=== PROVIDED MATERIAL ===
+++++

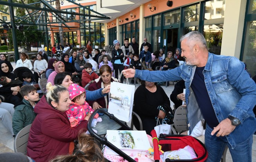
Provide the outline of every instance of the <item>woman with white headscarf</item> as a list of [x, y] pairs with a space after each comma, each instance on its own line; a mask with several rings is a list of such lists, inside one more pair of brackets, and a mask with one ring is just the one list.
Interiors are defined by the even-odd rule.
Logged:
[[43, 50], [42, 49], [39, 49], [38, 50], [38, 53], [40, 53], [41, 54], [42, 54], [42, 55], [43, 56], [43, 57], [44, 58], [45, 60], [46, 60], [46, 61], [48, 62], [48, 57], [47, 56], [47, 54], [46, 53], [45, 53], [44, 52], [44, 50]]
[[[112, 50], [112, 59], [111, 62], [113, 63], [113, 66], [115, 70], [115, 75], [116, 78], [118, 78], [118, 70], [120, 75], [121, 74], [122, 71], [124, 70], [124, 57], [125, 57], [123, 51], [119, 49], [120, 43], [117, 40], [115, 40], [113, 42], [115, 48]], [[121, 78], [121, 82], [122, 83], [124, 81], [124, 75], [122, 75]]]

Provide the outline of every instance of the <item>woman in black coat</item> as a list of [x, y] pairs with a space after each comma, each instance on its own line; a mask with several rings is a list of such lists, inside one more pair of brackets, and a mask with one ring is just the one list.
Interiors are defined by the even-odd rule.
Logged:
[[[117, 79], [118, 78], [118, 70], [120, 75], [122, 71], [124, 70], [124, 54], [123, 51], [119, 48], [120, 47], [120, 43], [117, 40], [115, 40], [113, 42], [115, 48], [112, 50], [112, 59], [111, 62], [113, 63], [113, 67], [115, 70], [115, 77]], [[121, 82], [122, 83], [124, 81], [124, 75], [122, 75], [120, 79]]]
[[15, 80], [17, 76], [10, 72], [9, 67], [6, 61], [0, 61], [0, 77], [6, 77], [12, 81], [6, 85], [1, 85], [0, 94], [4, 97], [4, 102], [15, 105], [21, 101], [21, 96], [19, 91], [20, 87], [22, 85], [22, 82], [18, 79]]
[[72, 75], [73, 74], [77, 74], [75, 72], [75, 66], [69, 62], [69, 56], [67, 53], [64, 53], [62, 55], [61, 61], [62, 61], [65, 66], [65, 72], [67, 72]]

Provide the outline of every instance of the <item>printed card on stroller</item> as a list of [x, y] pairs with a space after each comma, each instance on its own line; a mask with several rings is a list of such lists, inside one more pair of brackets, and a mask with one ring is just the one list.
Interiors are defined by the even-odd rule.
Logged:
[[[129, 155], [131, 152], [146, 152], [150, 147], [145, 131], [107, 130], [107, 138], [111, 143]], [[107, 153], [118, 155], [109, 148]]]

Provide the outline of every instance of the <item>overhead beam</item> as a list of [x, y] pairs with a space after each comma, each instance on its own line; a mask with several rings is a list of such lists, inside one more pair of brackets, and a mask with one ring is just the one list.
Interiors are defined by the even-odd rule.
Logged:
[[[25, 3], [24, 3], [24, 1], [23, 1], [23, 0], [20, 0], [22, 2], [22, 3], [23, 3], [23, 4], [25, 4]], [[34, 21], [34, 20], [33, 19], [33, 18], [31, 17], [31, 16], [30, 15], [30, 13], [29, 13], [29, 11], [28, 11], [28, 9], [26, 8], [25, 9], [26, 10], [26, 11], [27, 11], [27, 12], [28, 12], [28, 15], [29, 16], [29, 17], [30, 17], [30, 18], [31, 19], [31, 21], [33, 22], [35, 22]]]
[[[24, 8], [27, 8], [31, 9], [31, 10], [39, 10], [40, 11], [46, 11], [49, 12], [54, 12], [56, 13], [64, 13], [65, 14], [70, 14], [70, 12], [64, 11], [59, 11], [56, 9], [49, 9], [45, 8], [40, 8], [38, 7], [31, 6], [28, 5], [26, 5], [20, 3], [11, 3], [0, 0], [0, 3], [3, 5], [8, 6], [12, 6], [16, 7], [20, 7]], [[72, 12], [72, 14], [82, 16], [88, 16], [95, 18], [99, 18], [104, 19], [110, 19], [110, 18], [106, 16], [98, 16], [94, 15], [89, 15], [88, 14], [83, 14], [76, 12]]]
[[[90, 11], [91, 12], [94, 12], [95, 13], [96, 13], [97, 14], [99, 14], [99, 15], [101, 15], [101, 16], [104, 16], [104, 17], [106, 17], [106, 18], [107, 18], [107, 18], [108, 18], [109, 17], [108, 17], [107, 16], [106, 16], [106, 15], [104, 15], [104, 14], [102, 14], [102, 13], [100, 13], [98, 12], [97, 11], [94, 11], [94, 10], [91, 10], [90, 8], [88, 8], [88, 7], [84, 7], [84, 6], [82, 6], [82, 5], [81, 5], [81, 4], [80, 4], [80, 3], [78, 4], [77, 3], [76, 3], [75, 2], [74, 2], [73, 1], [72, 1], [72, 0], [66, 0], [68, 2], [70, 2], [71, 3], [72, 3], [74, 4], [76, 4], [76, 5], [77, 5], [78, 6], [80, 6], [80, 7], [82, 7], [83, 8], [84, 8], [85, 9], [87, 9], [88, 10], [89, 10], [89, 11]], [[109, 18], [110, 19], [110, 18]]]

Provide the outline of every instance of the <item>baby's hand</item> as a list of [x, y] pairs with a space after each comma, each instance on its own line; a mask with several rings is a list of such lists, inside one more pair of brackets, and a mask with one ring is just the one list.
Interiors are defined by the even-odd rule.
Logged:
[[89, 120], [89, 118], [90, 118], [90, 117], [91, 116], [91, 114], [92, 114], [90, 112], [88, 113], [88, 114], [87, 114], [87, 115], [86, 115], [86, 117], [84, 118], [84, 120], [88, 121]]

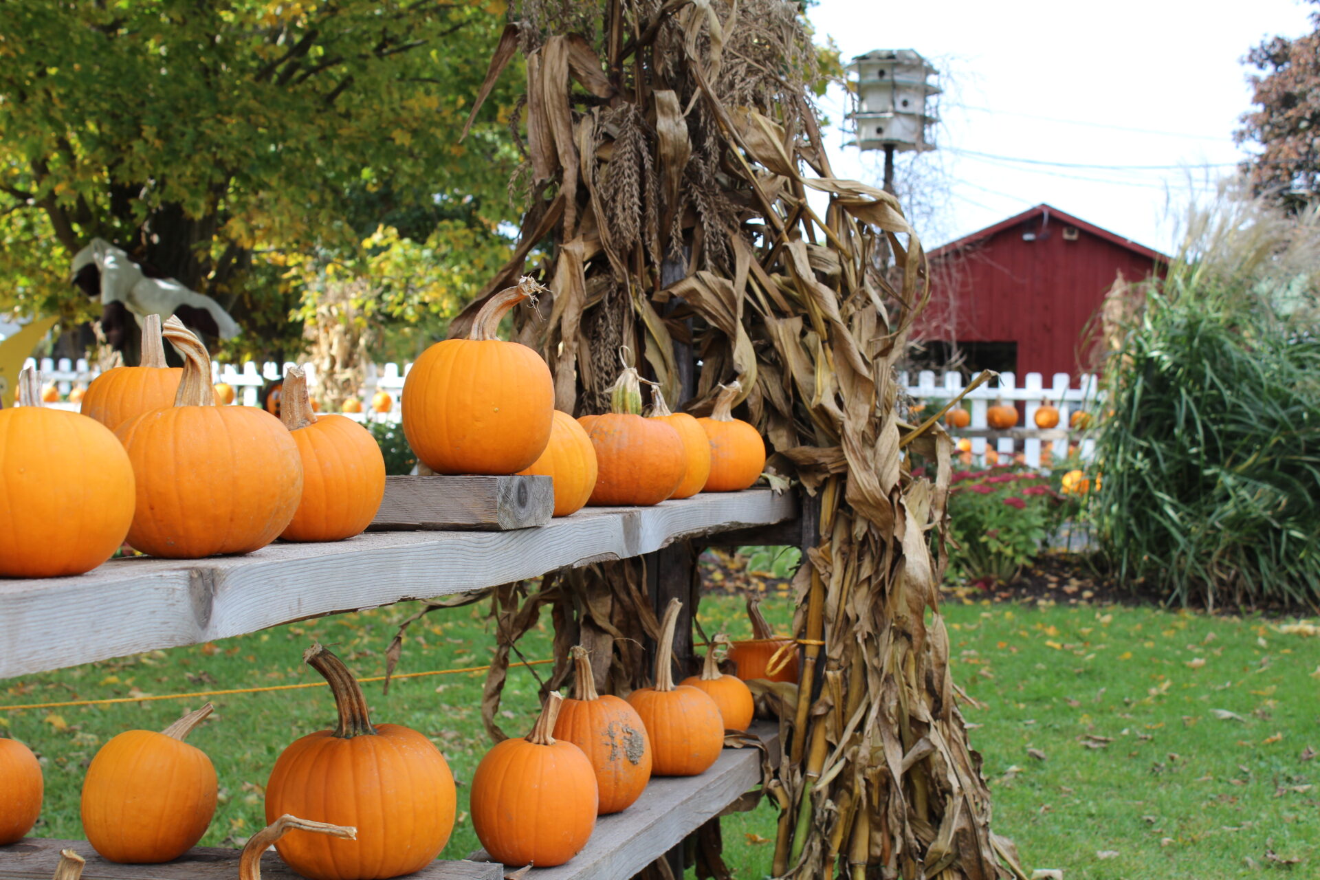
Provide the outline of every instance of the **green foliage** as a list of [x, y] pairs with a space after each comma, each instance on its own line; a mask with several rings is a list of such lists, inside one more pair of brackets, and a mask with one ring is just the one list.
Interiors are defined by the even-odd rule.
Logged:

+++++

=== REQUEST ===
Please reproduce the listing above word for word, with the pictures left out.

=== WRITTEN SOLUTION ===
Provide the outline of every instance of the <item>woman with white headscarf</item> as a list of [x, y] pairs with a space after each comma, each instance on its own line; a mask with several rings is a list of such lists, inside one more pair of brackets, and a mask with one ring is just the one list.
Interiors are defined by the even-odd rule.
Logged:
[[43, 50], [42, 49], [39, 49], [38, 50], [38, 53], [40, 53], [41, 54], [42, 54], [42, 55], [43, 56], [43, 57], [44, 58], [45, 60], [46, 60], [46, 61], [48, 62], [48, 57], [47, 56], [47, 54], [46, 53], [45, 53], [44, 52], [44, 50]]
[[[112, 50], [112, 59], [111, 62], [113, 63], [113, 66], [115, 70], [115, 75], [116, 78], [118, 78], [118, 70], [120, 75], [121, 74], [122, 71], [124, 70], [124, 57], [125, 57], [123, 51], [119, 49], [120, 43], [117, 40], [115, 40], [113, 42], [115, 48]], [[121, 78], [121, 82], [122, 83], [124, 81], [124, 75], [122, 75]]]

Provide the outline of every instance of the <item>woman in black coat</item> as a list of [x, y] pairs with a space after each comma, each instance on its own line; a mask with several rings is a list of such lists, inside one more pair of brackets, and a mask with one ring is just the one list.
Interiors are defined by the even-odd rule.
Logged:
[[[117, 79], [118, 78], [118, 70], [120, 75], [122, 71], [124, 70], [124, 54], [123, 51], [119, 48], [120, 47], [120, 43], [117, 40], [115, 40], [113, 42], [115, 48], [112, 50], [112, 59], [111, 62], [113, 63], [113, 67], [115, 70], [115, 77]], [[121, 82], [122, 83], [124, 81], [124, 75], [122, 75], [120, 79]]]
[[15, 80], [17, 76], [10, 72], [9, 67], [6, 61], [0, 61], [0, 77], [6, 77], [12, 81], [6, 85], [1, 85], [0, 94], [4, 97], [4, 102], [15, 105], [21, 101], [21, 96], [19, 91], [20, 87], [22, 85], [22, 82], [18, 79]]
[[72, 75], [73, 74], [77, 74], [75, 72], [75, 66], [69, 62], [69, 56], [67, 53], [64, 53], [62, 55], [61, 61], [62, 61], [65, 66], [65, 72], [67, 72]]

Provide the outline of every instance of the <item>printed card on stroller</item> as a list of [x, y] pairs with a space after each comma, each instance on its own line; a mask with several rings is a list of such lists, inside one more pair of brackets, and a mask with one ring is just the one list.
Interiors are defined by the even-odd rule.
Logged:
[[[129, 155], [131, 152], [146, 152], [150, 147], [145, 131], [107, 130], [107, 138], [111, 143]], [[107, 153], [118, 155], [109, 148]]]

Provide the outline of every instance of the <item>overhead beam</item> as a list of [x, y] pairs with a space after each comma, each instance on its own line; a mask with several rings is a list of such lists, inside one more pair of brackets, and a mask with one ring is just the one list.
Interiors are defined by the even-odd rule.
Logged:
[[[25, 3], [24, 3], [24, 1], [23, 1], [23, 0], [20, 0], [22, 2], [22, 3], [23, 3], [23, 4], [25, 4]], [[34, 21], [34, 20], [33, 19], [33, 18], [31, 17], [31, 16], [30, 15], [30, 13], [29, 13], [29, 11], [28, 11], [28, 9], [26, 8], [25, 9], [26, 10], [26, 11], [27, 11], [27, 12], [28, 12], [28, 15], [29, 16], [29, 17], [30, 17], [30, 18], [31, 19], [31, 21], [33, 22], [35, 22]]]
[[[24, 8], [27, 8], [31, 9], [31, 10], [39, 10], [40, 11], [46, 11], [49, 12], [54, 12], [56, 13], [64, 13], [65, 14], [70, 14], [70, 12], [64, 11], [59, 11], [56, 9], [49, 9], [45, 8], [40, 8], [38, 7], [31, 6], [28, 5], [26, 5], [20, 3], [11, 3], [0, 0], [0, 3], [3, 5], [8, 6], [12, 6], [16, 7], [20, 7]], [[72, 12], [72, 14], [82, 16], [88, 16], [95, 18], [99, 18], [104, 19], [110, 19], [110, 18], [106, 16], [98, 16], [94, 15], [89, 15], [88, 14], [83, 14], [76, 12]]]
[[[90, 11], [91, 12], [94, 12], [95, 13], [96, 13], [97, 14], [99, 14], [99, 15], [101, 15], [101, 16], [104, 16], [104, 17], [106, 17], [106, 18], [107, 18], [107, 18], [108, 18], [109, 17], [108, 17], [107, 16], [106, 16], [106, 15], [104, 15], [104, 14], [102, 14], [102, 13], [100, 13], [98, 12], [97, 11], [94, 11], [94, 10], [91, 10], [90, 8], [88, 8], [88, 7], [84, 7], [84, 6], [82, 6], [82, 5], [81, 5], [81, 4], [80, 4], [80, 3], [78, 4], [77, 3], [76, 3], [75, 2], [74, 2], [73, 1], [72, 1], [72, 0], [66, 0], [68, 2], [70, 2], [71, 3], [72, 3], [74, 4], [76, 4], [76, 5], [77, 5], [78, 6], [80, 6], [80, 7], [82, 7], [83, 8], [84, 8], [85, 9], [87, 9], [88, 10], [89, 10], [89, 11]], [[109, 18], [110, 19], [110, 18]]]

Provide the outline of every instance of the <item>baby's hand</item> as a list of [x, y] pairs with a space after each comma, each instance on its own line; a mask with several rings is a list of such lists, inside one more pair of brackets, and a mask with one ring is just the one list.
Interiors are defined by the even-odd rule.
Logged:
[[89, 120], [89, 118], [90, 118], [90, 117], [91, 116], [91, 114], [92, 114], [90, 112], [88, 113], [88, 114], [87, 114], [87, 115], [86, 115], [86, 117], [84, 118], [84, 120], [88, 121]]

Provide the outline of every instance of the **green foliage** as a list of [x, y] pairs with a space after each comma, each instance on its own line; a mask with several rings is a list of such lists, inside one more pair of brackets, and a mask with one ring is just the one list.
Interiors are defined by the even-odd rule.
Logged:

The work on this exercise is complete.